## PROMPT
Print the entries below in their entirety, exactly as they are written.

* Start PROVIDED RECORDS *

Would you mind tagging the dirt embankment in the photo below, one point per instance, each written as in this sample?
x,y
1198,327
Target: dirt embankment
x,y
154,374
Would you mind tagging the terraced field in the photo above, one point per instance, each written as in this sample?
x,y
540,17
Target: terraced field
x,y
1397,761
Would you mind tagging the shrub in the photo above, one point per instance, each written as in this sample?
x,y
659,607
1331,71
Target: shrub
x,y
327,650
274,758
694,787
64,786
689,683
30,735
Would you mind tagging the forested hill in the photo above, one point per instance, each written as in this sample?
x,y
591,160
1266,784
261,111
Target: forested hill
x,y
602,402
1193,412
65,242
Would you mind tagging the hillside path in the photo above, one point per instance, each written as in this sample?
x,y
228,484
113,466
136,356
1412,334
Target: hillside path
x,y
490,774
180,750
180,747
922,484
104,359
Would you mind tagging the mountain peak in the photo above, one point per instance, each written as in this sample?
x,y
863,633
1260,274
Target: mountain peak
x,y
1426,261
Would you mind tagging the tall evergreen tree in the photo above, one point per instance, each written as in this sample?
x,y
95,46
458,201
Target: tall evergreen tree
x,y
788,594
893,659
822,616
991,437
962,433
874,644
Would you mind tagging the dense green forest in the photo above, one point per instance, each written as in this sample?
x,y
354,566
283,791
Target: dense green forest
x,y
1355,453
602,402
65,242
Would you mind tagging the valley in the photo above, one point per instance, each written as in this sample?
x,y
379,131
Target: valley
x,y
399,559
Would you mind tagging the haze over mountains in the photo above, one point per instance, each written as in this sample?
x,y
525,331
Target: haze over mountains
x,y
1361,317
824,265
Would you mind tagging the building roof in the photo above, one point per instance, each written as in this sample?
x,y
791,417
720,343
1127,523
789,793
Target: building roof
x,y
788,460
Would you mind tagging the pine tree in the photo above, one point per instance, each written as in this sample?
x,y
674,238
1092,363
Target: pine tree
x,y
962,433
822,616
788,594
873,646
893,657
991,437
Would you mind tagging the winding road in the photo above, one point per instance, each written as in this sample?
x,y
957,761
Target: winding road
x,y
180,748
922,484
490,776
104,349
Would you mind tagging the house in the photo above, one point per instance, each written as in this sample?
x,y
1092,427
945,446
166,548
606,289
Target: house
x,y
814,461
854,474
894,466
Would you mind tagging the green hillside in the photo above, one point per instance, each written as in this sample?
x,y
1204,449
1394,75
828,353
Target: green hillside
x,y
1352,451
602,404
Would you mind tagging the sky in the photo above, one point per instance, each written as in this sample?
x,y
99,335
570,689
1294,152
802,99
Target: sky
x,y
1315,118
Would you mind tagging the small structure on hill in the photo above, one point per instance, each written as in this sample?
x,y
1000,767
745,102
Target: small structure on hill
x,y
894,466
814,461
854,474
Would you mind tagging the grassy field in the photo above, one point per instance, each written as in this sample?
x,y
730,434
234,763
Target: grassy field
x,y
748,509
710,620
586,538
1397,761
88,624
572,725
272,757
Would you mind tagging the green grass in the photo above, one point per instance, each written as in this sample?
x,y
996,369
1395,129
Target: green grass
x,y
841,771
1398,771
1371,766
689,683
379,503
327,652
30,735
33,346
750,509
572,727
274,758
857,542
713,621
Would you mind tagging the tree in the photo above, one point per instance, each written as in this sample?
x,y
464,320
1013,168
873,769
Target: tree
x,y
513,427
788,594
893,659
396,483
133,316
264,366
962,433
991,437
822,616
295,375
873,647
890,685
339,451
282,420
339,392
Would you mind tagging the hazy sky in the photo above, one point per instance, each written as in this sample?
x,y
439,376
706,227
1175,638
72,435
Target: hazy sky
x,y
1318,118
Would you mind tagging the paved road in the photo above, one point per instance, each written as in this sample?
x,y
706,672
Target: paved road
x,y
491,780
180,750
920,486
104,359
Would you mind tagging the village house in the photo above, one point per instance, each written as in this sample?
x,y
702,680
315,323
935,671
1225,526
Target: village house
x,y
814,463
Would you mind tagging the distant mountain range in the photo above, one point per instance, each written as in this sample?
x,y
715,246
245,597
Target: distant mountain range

* End PROVIDED RECORDS *

## FINAL RESULT
Would you mind tagging the dirt embankment in the photo below, one point per instance, each written as in this sample?
x,y
1198,327
Target: dirt embankment
x,y
154,374
Would you mind tagging the terraced field in the photo above, one point per instance, each written as in this sample?
x,y
540,17
Target: terraced field
x,y
1397,761
Would you mind tagging the shrub in the photo above, one point per instance, each written as in this sample?
x,y
659,607
1331,71
Target: shrub
x,y
327,650
274,758
694,787
64,786
689,683
30,735
Would you mind tagging the forested hill in the photo above, one point per instance, each written as in this sample?
x,y
591,160
1266,784
261,111
Target: forested hill
x,y
602,402
1193,412
65,242
Would you mind tagging the hillside path in the photo above, one point per instance, each written as in this sample?
x,y
228,484
113,466
136,356
1412,334
Target: hillside path
x,y
490,774
180,750
180,747
922,484
104,359
Would you mind tagging the mountain peak in the photo above, one point per instance, each written as in this sample?
x,y
863,633
1260,274
Target: mountain peak
x,y
1426,261
Would you mind tagging the tall evergreen tree in the photo above, one point per instance, each written as in this sample?
x,y
95,46
458,201
Target: tall evergreen tree
x,y
788,594
893,659
822,616
991,437
962,433
874,644
Would you mind tagging the dense green forest in the photo above, one point per instance, each written as in this sample?
x,y
354,566
283,791
Target: dense green forest
x,y
1355,453
602,402
65,242
Would you mind tagging the valley in the photo above, one point per instance, each written as in this sample?
x,y
379,131
Target: valley
x,y
399,559
Would you mind tagging the haze over mountains in the photo above, one point per instance, each written as in this sample?
x,y
525,331
Target: haze over mountains
x,y
1361,317
824,265
Would you mind tagging the building roof in the photo above, one point per instance, each written as in this sample?
x,y
791,417
720,343
1127,523
789,793
Target: building roof
x,y
788,460
Would you mind tagging the pine tree in the photo above, one point per instance, each written as in this sample?
x,y
674,238
1092,363
Target: pine tree
x,y
962,433
822,616
788,594
873,646
893,657
991,437
Would you mind tagging the winding road in the photo above, one point per instance, each written as in this sample?
x,y
957,761
Target: winding road
x,y
180,748
922,484
490,776
104,349
Would you mind tagging the house in the photo above, one point per instance, each written as in this sample?
x,y
1092,427
945,446
166,548
606,289
Target: house
x,y
814,461
854,474
894,466
Would you mind tagging the green hillside in the photo above, one point per instance, each written as in this sample?
x,y
1204,449
1394,75
828,353
Target: green hillside
x,y
1352,451
602,404
Would you mind tagging the sky in the photo above, one point per instance, each written as in this sample?
x,y
99,335
570,689
1294,152
802,99
Target: sky
x,y
1315,118
Would you mind tagging the small structure on hill in the photo above, one point per instance, each written as in this sample?
x,y
1000,767
745,102
Target: small structure on hill
x,y
894,466
814,461
854,474
Would you mind tagging the grassy field in the photo above, one point per instance, each written as in this sample?
x,y
730,434
234,763
Target: grassy field
x,y
748,509
710,620
586,538
1397,761
88,624
572,725
272,757
Would you mind tagging the green grass in the photo above, one point per instance, each written as in this sample?
x,y
996,369
1395,129
Target: green grass
x,y
841,771
1398,771
1371,766
689,683
379,503
327,652
30,735
33,346
750,509
572,727
274,758
857,542
713,621
Would you mind tagging the tree in the photo above, one point per instance, each written as in this sample?
x,y
464,320
1013,168
873,769
Target: tree
x,y
513,427
788,594
893,659
396,483
133,316
264,366
962,433
991,437
822,616
295,375
873,647
890,685
339,451
282,420
339,392
Would you mind tagging the hazy sky in the photo above, one point per instance, each written as in this sample?
x,y
439,376
706,227
1175,638
72,435
Target: hazy sky
x,y
1318,118
Would you mind tagging the paved road in the photo above, one point per instance, each written as in this sample?
x,y
706,672
Target: paved road
x,y
491,780
180,750
920,486
104,359
Would you mind tagging the village house in the photo above, one point per instance, each written as in this sample?
x,y
702,680
315,323
935,671
1225,526
Target: village house
x,y
814,463
Would you mind tagging the distant mountain range in the photo above, one point per instance, each written as in this sample?
x,y
715,246
245,597
Target: distant mountain range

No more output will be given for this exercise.